*** EXERCISE MATERIAL ***
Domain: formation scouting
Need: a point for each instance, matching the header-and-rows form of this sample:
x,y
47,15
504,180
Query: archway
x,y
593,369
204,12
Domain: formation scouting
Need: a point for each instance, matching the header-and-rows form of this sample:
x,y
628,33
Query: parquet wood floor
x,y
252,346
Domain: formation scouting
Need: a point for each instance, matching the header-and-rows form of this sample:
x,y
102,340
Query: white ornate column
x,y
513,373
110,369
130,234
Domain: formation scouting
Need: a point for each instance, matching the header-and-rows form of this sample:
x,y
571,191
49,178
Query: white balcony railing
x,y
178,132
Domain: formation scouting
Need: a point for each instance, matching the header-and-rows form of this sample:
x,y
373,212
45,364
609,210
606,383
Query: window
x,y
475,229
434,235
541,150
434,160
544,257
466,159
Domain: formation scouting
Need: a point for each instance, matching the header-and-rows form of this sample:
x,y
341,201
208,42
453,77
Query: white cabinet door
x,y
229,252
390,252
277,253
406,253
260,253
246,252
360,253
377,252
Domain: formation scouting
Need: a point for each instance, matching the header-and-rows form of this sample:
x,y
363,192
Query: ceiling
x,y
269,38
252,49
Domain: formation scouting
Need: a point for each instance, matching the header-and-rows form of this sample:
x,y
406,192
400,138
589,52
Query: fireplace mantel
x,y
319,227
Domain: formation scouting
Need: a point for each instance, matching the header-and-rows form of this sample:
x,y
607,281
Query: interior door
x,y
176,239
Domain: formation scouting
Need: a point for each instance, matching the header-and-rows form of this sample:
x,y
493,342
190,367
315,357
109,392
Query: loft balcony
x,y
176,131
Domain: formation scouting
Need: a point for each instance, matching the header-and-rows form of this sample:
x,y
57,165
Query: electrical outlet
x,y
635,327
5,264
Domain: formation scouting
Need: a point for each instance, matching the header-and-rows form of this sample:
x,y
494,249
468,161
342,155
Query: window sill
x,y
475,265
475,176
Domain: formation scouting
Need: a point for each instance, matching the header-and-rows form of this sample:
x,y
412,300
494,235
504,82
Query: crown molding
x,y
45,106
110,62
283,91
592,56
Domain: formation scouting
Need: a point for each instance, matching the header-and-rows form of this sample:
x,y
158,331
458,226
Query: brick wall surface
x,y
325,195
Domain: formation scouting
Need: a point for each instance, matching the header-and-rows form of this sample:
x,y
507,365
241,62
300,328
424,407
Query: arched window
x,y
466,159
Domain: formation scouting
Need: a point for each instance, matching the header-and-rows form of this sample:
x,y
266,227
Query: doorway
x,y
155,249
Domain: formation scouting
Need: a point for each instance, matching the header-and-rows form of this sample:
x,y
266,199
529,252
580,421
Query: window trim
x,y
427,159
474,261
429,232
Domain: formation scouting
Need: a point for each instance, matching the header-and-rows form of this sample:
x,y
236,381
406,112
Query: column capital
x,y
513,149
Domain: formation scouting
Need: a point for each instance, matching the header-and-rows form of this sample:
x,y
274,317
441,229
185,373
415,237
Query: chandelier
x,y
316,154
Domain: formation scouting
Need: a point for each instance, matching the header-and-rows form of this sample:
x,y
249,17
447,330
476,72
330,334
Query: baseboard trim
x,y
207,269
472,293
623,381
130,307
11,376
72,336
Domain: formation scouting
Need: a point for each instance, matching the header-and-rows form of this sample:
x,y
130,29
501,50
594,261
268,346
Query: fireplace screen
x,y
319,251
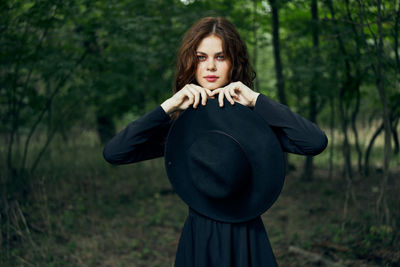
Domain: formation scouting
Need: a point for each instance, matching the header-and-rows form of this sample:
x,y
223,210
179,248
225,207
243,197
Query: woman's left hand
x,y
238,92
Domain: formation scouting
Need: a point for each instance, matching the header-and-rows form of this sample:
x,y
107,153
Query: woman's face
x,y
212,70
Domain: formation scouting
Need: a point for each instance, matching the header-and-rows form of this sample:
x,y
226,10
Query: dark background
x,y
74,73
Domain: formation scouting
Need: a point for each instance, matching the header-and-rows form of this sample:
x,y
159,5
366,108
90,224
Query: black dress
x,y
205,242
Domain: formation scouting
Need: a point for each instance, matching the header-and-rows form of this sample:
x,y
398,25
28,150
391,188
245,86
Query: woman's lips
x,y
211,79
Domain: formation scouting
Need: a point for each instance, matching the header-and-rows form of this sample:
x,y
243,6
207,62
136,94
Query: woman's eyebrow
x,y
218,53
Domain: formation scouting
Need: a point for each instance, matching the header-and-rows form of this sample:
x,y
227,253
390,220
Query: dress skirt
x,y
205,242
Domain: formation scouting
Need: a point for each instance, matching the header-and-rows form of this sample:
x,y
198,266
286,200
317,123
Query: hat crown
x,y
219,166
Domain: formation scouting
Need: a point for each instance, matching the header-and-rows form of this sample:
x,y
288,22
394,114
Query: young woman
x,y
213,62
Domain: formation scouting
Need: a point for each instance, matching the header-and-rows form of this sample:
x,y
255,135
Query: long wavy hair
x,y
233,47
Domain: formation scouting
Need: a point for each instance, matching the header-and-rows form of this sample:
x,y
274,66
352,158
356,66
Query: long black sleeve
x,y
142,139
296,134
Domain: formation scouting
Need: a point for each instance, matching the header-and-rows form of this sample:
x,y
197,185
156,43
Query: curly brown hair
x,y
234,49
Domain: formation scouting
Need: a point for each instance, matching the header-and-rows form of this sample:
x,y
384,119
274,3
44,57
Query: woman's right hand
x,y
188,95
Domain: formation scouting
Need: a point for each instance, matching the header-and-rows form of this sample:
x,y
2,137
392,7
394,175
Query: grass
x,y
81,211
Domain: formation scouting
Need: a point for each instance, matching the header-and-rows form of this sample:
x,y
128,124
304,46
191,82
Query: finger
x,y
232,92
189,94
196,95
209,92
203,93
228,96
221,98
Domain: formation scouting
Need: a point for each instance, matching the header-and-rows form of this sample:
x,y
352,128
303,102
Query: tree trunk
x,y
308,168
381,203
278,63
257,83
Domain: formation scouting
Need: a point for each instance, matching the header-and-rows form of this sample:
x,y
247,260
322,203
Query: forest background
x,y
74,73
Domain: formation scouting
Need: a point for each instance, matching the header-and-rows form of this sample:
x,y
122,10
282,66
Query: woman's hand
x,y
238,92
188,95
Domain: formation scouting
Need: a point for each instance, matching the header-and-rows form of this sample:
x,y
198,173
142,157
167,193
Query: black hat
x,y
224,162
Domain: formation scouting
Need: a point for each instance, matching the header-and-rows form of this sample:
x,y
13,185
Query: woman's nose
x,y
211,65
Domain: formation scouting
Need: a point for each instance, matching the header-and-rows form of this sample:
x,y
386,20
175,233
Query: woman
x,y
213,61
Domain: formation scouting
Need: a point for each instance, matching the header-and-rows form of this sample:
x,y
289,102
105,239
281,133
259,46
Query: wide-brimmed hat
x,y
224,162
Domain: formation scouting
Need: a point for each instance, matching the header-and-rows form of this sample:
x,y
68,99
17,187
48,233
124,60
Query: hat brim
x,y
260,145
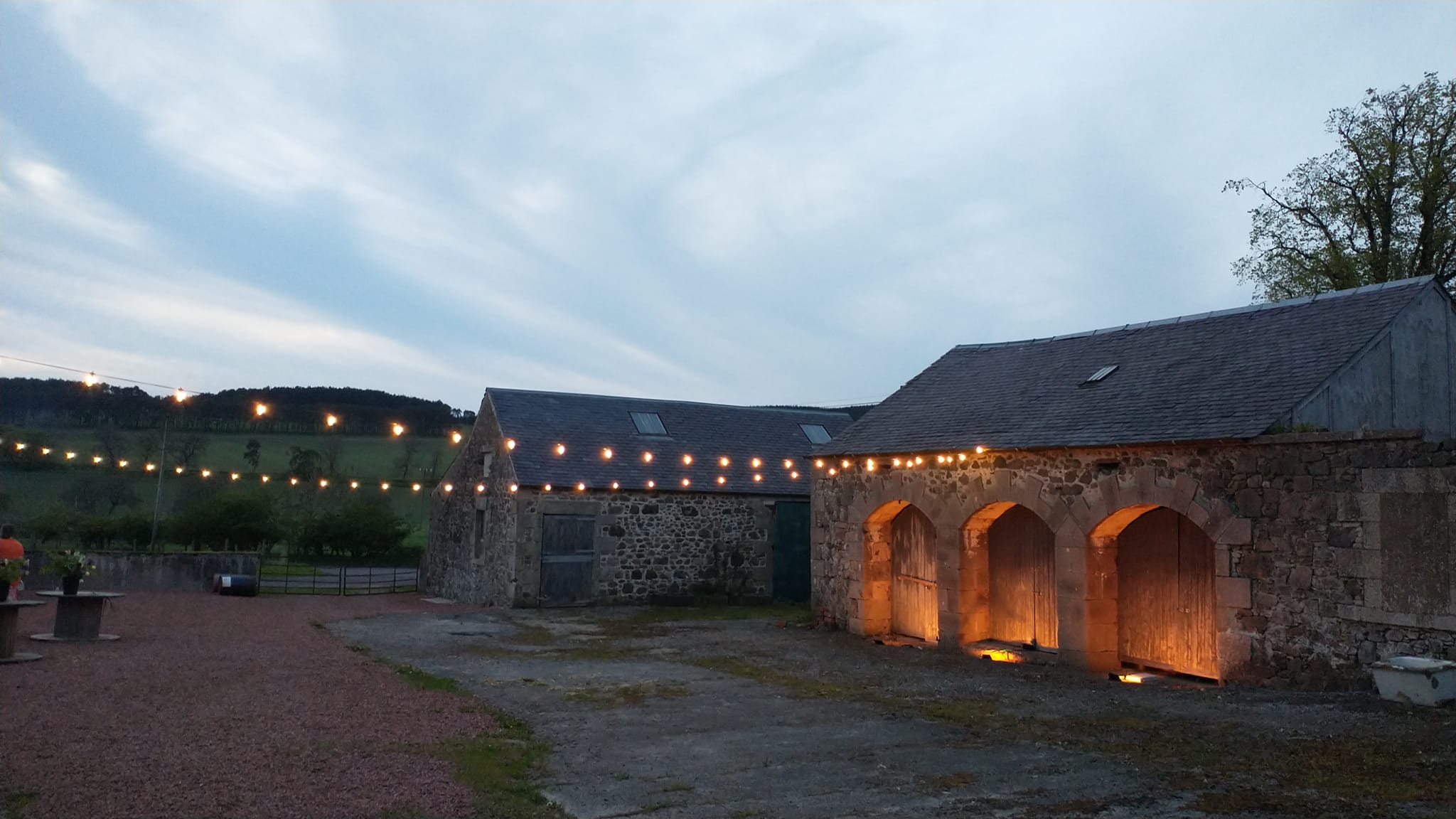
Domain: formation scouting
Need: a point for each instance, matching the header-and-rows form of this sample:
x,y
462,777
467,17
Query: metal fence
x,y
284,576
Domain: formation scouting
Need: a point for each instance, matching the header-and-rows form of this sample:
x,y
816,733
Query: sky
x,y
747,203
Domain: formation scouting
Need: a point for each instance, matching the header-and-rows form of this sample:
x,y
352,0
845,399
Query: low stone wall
***
EXERCISE PROMPT: Every line is to be duplicated exactly, though pictures stay out.

SOLUTION TO THE EXERCISE:
Domain: formation scouting
Need: a point for each instance, matching the header-and-rows form of this sample:
x,y
47,15
504,180
Query: archway
x,y
593,369
204,12
Domain: formation scouting
Need: a point for each instance, matching the header-and-rows form of this sample:
x,y
628,33
Query: parquet wood floor
x,y
252,346
Domain: formation scouting
Need: a point for each instance, matching the header-and-rows form of this sample:
x,y
102,340
Query: white ornate column
x,y
513,373
110,369
130,234
Domain: formation scouting
Need: a point for each instance, matching the header-and-rows form of this sample:
x,y
571,191
49,178
Query: white balcony railing
x,y
178,132
Domain: formation scouting
Need: a point for each instance, matching the header-and-rows form of this sample:
x,y
373,212
45,364
609,210
606,383
Query: window
x,y
475,229
434,235
541,150
434,160
544,257
466,159
Domain: formation scouting
Need: a point for each instance, matching the header-and-rows form of this sample:
x,y
341,201
208,42
453,77
Query: white cabinet door
x,y
229,252
390,252
277,253
406,253
260,253
246,252
360,253
377,252
Domain: formation scouting
Need: a point for each instance, matching the header-and-rows form of this sample:
x,y
363,192
Query: ceiling
x,y
269,38
252,49
Domain: formation scouting
Need: a point for each instance, matching the header-and-rows form of this sample:
x,y
406,192
400,138
589,52
Query: fireplace mantel
x,y
319,227
Domain: formation scouting
Need: a point for each instance, matching the header-and-rows form of this sample:
x,y
607,281
Query: interior door
x,y
176,239
Domain: formation scouting
Need: a point for each instance, matching the header-and-rows form of this sample:
x,y
493,342
190,367
315,357
109,392
Query: loft balcony
x,y
176,131
Domain: formation scouting
Need: a point for each instance, matching the header-and-rows form of this sample:
x,y
57,165
Query: electrical outlet
x,y
635,327
5,264
Domain: formation scouting
Need: a point for each instance, matching the header-and-rows form of this sample:
x,y
494,249
468,161
342,155
Query: window sill
x,y
475,265
475,176
Domain: formation scouting
Need: a point for each instance, matching the header-and-rows form of this sample:
x,y
412,300
494,235
504,82
Query: crown molding
x,y
45,106
110,62
283,91
592,56
Domain: formation scouting
Need: a point for each instance, matching the header-and-rows form of this sample:
x,y
158,331
458,226
Query: brick wall surface
x,y
325,195
Domain: formation scouting
Need: a point for each instance, matching the header-and-rows form of this sample:
x,y
507,365
241,62
300,328
424,407
Query: arched window
x,y
466,159
Domain: formation scouting
Need: a point for each instance, matching the header-and-rows form of this sample:
x,y
266,227
Query: doorway
x,y
155,249
Domain: formation scouting
Need: a point for each instance, matching the header-and-rows form of this sample:
x,y
266,199
529,252
580,421
Query: window trim
x,y
427,159
474,261
429,232
Domain: formation scouting
Need: a point for each instance, matching the header-and-rows form of this sample:
x,y
236,381
406,112
Query: column capital
x,y
513,149
Domain: formation scouting
Need: a point for each instance, matching the header-and-rows form of this sample:
x,y
274,317
441,229
185,373
415,237
Query: chandelier
x,y
316,154
Domain: formation scouting
Need: a point for each instance, matching the header-and-rows form of this sample:
x,y
249,17
447,330
476,72
330,334
Query: baseboard trim
x,y
207,269
472,293
623,381
130,307
11,376
72,336
Domain: formation scouting
Need: a point for each instance, matching the header-and-rows form of this sample:
x,y
130,29
501,50
594,261
268,346
Query: fireplace screen
x,y
319,251
Domain: formation scouting
Need: a point for each instance, matching the header-and-rows form of this sample:
x,y
223,210
179,248
225,207
243,197
Query: woman's left hand
x,y
238,92
Domain: formation scouting
Need: a point for each instance, matching the header-and-rows form of this sample:
x,y
107,153
Query: woman's face
x,y
212,70
Domain: formation scouting
Need: a point for each instance, matching the header-and-rows form of this sample:
x,y
226,10
Query: dark background
x,y
74,73
Domain: formation scouting
Need: a point for each instance, matching the header-and-rows form of this sample:
x,y
159,5
366,108
90,224
Query: black dress
x,y
205,242
Domain: formation scouting
Need: a point for each instance, matching the header-and-rows form of this sample:
x,y
398,25
28,150
391,188
245,86
Query: woman's lips
x,y
211,79
Domain: formation scouting
Need: a point for each instance, matching the header-and-rows form of this sample:
x,y
243,6
207,62
136,94
Query: woman's eyebrow
x,y
218,53
Domain: formation scouting
Need: a point for each instance, matching the header-and-rows form of this sample:
x,y
227,253
390,220
Query: dress skirt
x,y
205,242
Domain: formation scouting
Need: a point for each instance, matching the header-and-rows form of this sample:
x,y
198,266
286,200
317,123
Query: hat crown
x,y
219,166
Domain: formation scouting
Need: a point for each instance, matching the header-and-rows form of this sample:
x,y
288,22
394,114
Query: young woman
x,y
213,62
Domain: formation scouting
Need: a point for each instance, matching the header-and-rows form of this sample:
x,y
255,135
Query: long wavy hair
x,y
233,47
Domain: formation scouting
Need: a point for each instance, matching the header-and-rows form of this sample:
x,y
274,66
352,158
356,66
Query: long black sleeve
x,y
142,139
296,134
Domain: formation scouting
Need: a point for each instance, matching the header-and-rows form of this sample:
x,y
197,185
156,43
Query: curly brown hair
x,y
234,49
Domain: formation scouting
Need: a point for each instance, matching the header-and-rows form of this sample:
x,y
384,119
274,3
44,57
Query: woman's right hand
x,y
188,95
Domain: formation scouting
Need: a point for each instance, matching the header-and-rows form of this sample:
x,y
2,137
392,7
394,175
Query: grass
x,y
81,211
Domain: formation scouting
Need: a point for each instance, matching the header-and-rows form of this sample:
x,y
128,124
304,46
191,82
Query: finger
x,y
232,92
189,94
196,95
209,92
203,93
228,96
221,98
Domain: formation scouting
Need: a point for each instance, matching the header-and-rows form of this sample:
x,y
352,128
303,102
Query: tree trunk
x,y
308,168
381,203
278,63
257,83
Domain: formation scouting
Need: a point for each instance, matching the header-and-rows form of this sample:
x,y
247,260
322,203
Query: forest background
x,y
74,73
Domain: formation scouting
Need: a point for each instance, matching the header-and-rows form of this sample:
x,y
122,10
282,66
Query: woman's hand
x,y
238,92
188,95
Domain: formation scouting
Need: a point for each instance, matching the header-and-rows form of this sample:
x,y
198,173
142,157
167,193
Query: black hat
x,y
224,162
Domain: formation scouting
Need: a point for each instance, matching the header-and-rows form of this sample:
x,y
13,185
Query: woman's nose
x,y
211,65
Domain: formation scouting
Need: a point for each instance, matching the header-and-rows form of this sample:
x,y
386,20
175,233
Query: woman
x,y
213,61
Domain: formation scouting
Need: a point for each instance, matching the header-and-rows form of this sample:
x,y
289,102
105,239
281,133
259,46
Query: wide-brimmed hat
x,y
224,162
Domain: formation scouting
Need: a point for each instance, matching the header-and-rows form of this sample:
x,y
68,99
17,187
48,233
124,60
Query: hat brim
x,y
260,145
Domain: formation scouting
Need: a point for each instance, matching the header-and-rows form of this sample:
x,y
462,777
467,17
Query: metal fence
x,y
284,576
Domain: formation scouting
Need: a point for each instance, matching the header-and-rows form of this sample:
x,y
816,733
Query: sky
x,y
747,203
Domain: formation scouting
Need: a point for each instance, matching the header-and-rows form of this sample:
x,y
352,0
845,399
Query: low stone wall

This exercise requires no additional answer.